▸ **SET TASK**:
Reproduce every line of the data below word for word, changing nothing.

▸ **RECORDS SUPPLIED**:
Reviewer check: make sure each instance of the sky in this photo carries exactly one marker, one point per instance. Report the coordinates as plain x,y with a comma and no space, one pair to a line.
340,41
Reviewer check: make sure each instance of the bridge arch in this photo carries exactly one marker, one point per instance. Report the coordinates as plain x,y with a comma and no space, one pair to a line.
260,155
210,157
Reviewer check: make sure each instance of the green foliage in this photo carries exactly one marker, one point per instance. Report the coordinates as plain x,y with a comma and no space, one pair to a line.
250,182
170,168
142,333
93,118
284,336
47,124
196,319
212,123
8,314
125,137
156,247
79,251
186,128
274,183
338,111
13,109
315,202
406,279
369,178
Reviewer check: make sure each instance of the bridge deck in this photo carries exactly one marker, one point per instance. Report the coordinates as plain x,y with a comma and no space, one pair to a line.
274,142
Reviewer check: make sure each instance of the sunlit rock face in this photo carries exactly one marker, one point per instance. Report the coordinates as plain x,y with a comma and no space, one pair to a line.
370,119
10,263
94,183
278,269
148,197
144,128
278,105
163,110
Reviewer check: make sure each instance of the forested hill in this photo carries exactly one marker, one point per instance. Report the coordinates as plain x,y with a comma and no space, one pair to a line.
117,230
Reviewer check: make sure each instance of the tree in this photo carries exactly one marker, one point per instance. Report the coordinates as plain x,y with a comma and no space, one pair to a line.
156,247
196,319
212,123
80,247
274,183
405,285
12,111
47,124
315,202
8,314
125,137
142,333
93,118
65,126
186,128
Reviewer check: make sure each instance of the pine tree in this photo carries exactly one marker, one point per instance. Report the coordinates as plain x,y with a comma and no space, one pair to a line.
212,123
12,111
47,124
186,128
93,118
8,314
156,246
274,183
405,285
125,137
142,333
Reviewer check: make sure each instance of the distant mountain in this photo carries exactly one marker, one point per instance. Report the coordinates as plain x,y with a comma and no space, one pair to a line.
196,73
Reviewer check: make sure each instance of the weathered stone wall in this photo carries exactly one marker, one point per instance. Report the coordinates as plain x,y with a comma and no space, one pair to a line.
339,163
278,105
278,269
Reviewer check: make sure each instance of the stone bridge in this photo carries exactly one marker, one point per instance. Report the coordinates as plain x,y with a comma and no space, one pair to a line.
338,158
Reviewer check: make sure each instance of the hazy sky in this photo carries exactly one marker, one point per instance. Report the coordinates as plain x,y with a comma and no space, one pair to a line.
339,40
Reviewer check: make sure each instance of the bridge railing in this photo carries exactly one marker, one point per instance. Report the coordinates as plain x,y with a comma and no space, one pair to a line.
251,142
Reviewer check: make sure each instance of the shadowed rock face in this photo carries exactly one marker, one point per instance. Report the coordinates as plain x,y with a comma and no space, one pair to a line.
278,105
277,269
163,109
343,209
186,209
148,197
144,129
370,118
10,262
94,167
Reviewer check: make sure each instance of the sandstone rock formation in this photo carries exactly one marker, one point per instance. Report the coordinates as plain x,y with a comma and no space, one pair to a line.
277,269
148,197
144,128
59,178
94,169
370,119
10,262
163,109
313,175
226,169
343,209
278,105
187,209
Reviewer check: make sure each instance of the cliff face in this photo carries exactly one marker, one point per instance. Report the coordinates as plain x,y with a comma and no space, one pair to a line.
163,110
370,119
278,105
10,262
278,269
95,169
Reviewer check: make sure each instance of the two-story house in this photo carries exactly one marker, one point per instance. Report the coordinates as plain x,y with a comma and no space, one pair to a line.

▸ **OUTPUT FOR THIS EXERCISE**:
Reviewer check: make sure each instance of the sky in this photo carries exactly one marker, one point per instance. Report the coordinates as plain x,y with a comma and no space, one pair to a line.
340,41
Reviewer check: make sure each instance of the bridge arch in this photo carries exactly one marker, one point per instance. Report the coordinates as plain x,y with a comma and no space, one pair to a line.
260,155
210,157
Reviewer check: make sure each instance of the green foliage in this photo carries exactly one marker, one point per instance. Report the coordinates as plain x,y with a comma and no space, one pair to a line.
250,182
170,168
142,333
93,118
284,336
47,124
196,319
212,123
8,314
125,137
156,247
79,251
186,128
274,183
338,111
13,109
315,202
406,279
369,178
Reviewer check: make sure each instance of the bridge deck in this photo carries exactly one marker, one point per instance. Report the coordinates as plain x,y with a comma and no space, one pair to a line.
274,142
Reviewer check: make sure each instance of the sunlit rock face in this photo carries exactly one marker, one point per instance. Report the coordinates as plain x,y with a comma and no space, one pair to a line.
370,119
10,263
94,183
278,269
148,197
144,128
278,105
163,110
Reviewer check: make sure each instance of the forested hill in this photo carries exactly one marker, one point per instance. Report the coordinates as plain x,y with a comma and no space, one pair to a line.
117,230
Reviewer check: make sure each instance of the tree in this photo carries exactly one marker, one point per instance. Report the coordinates as plain x,y with a comma and no space, one pair to a line.
156,247
196,319
212,123
80,247
274,183
405,285
12,111
47,124
315,202
8,314
125,137
142,333
93,118
65,126
186,128
Reviewer check: make sure each instance of the pine tree in this photo carries exactly one marker, one point per instance. Report the coordinates as plain x,y with a comma and no space, one pair to a line.
212,123
12,111
47,124
186,128
93,118
8,314
156,246
274,183
405,285
125,137
142,333
Reviewer check: make sure each instance of the distant mountain in this photo carries exactly one marker, one point per instance. Report the coordinates as plain x,y with a comma and no space, one pair to a line.
196,73
Reviewer check: make sure each instance of the weathered stone wall in this photo carries exactly one marker, one point per instance. Report the coordinates as plain x,y with a comma and no space, one pair to a line.
339,163
278,105
278,269
Reviewer check: make sure each instance of the stone bridge in this photo carries exactly one marker, one point per instance. Report the coordinates as plain x,y with a comma and no space, one pair to a line.
338,158
Reviewer check: make sure each instance of the hazy sky in this photo carries exactly one marker, one point per instance. Report the coordinates as plain x,y with a comma and no space, one pair to a line.
339,40
Reviewer check: make sure each instance of the bridge railing in this photo carries exactly one marker, one point per instance. Report the coordinates as plain x,y with a comma and no space, one pair to a line.
251,142
Reviewer check: make sure each instance of the shadowed rock face in this photo carries exactly one marker, one point per instance. Report the coordinates as plain x,y with a comma and no space, one pair to a line.
278,105
277,269
163,109
343,209
186,209
148,197
144,129
370,118
10,262
94,167
Reviewer check: make sure each instance of the sandstone rock formation in this photo carries exactly one marker, one point per instance. Report the coordinates as plain x,y with a comma and no space, one pair to a line.
277,269
148,197
144,128
59,178
94,169
370,119
10,262
163,109
313,175
226,169
343,209
278,105
187,209
Reviewer check: make sure each instance of the cliff face in this photo carries exactly one marker, one point per instance. Report the coordinates as plain x,y with a comma and no space, one pair to a line.
163,110
370,119
278,105
10,262
278,269
95,169
Reviewer check: make sure each instance of the two-story house in this photo carries exactly one marker, one point per instance. Report the coordinates as plain x,y with a comma and no space, one pair to a line.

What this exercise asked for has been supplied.